*WORK TO DO*: Output each of the records below verbatim, line for line.

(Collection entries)
-------------------------

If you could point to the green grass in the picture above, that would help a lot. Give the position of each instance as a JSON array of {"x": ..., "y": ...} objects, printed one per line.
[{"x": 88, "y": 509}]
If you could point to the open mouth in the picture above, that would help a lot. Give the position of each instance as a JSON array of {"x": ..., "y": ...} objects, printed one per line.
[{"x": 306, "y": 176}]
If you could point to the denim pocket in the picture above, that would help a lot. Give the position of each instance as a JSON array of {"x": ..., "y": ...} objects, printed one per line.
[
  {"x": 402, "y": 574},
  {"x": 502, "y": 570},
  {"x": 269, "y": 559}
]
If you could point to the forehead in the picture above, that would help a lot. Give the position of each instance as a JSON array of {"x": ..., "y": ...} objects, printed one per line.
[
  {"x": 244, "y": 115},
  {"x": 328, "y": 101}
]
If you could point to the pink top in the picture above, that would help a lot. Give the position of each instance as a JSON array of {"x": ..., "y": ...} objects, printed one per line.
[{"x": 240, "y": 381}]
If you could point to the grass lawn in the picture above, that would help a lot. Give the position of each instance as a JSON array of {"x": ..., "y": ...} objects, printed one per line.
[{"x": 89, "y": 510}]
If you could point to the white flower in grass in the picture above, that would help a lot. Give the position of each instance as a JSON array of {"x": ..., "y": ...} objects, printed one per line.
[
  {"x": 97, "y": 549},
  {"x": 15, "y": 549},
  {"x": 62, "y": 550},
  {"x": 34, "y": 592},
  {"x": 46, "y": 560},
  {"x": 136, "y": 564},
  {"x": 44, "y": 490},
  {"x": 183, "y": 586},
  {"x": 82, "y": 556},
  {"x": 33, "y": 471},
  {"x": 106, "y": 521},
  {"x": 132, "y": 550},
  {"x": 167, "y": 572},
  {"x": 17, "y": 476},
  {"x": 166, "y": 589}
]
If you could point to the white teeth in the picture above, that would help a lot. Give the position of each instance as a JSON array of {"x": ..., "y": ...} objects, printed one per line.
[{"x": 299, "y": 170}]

-------------------------

*RESPONSE TO THE EXERCISE*:
If you could point to the green grass in the picture above, that would help a lot. Give the position of each instance as a JSON array of {"x": ..., "y": ...} objects, printed one per line.
[{"x": 88, "y": 509}]
If you could point to the open mouth in the picture above, that would help a lot. Give the position of each instance as a JSON array of {"x": ..., "y": ...} objects, printed one per line.
[{"x": 306, "y": 176}]
If you could point to the denim pocket in the picture above, that would help a lot. Give the position of each instance as a JSON array of {"x": ..., "y": ...} objects, printed one per line.
[
  {"x": 402, "y": 574},
  {"x": 502, "y": 570},
  {"x": 269, "y": 559}
]
If you could point to the forehead in the picture above, that would help a lot. Give the position of each instance as a JSON array of {"x": ..., "y": ...} objects, printed one per line.
[
  {"x": 244, "y": 115},
  {"x": 328, "y": 101}
]
If you could point to the pink top in the picture above, that would help a lot. Give the position of each instance as a JSON array of {"x": ..., "y": ...} objects, printed one per line.
[{"x": 240, "y": 381}]
If you could point to the grass lawn in the picture above, that would help a lot. Give the position of each instance as a JSON array of {"x": ..., "y": ...} objects, printed one per line.
[{"x": 89, "y": 510}]
If you could point to the white flower in grass in the picture above, that would help a lot. Give the position of each instance as a JSON array of {"x": ..., "y": ...} objects, printed one per line.
[
  {"x": 97, "y": 549},
  {"x": 15, "y": 549},
  {"x": 62, "y": 550},
  {"x": 34, "y": 592},
  {"x": 46, "y": 560},
  {"x": 136, "y": 564},
  {"x": 44, "y": 490},
  {"x": 183, "y": 586},
  {"x": 82, "y": 556},
  {"x": 33, "y": 471},
  {"x": 106, "y": 521},
  {"x": 132, "y": 550},
  {"x": 167, "y": 572},
  {"x": 17, "y": 476},
  {"x": 166, "y": 589}
]
If you could point to the white teeth in the picture above, that would help a lot. Give the position of each instance as a JSON array of {"x": ..., "y": ...} objects, printed one per line.
[{"x": 299, "y": 170}]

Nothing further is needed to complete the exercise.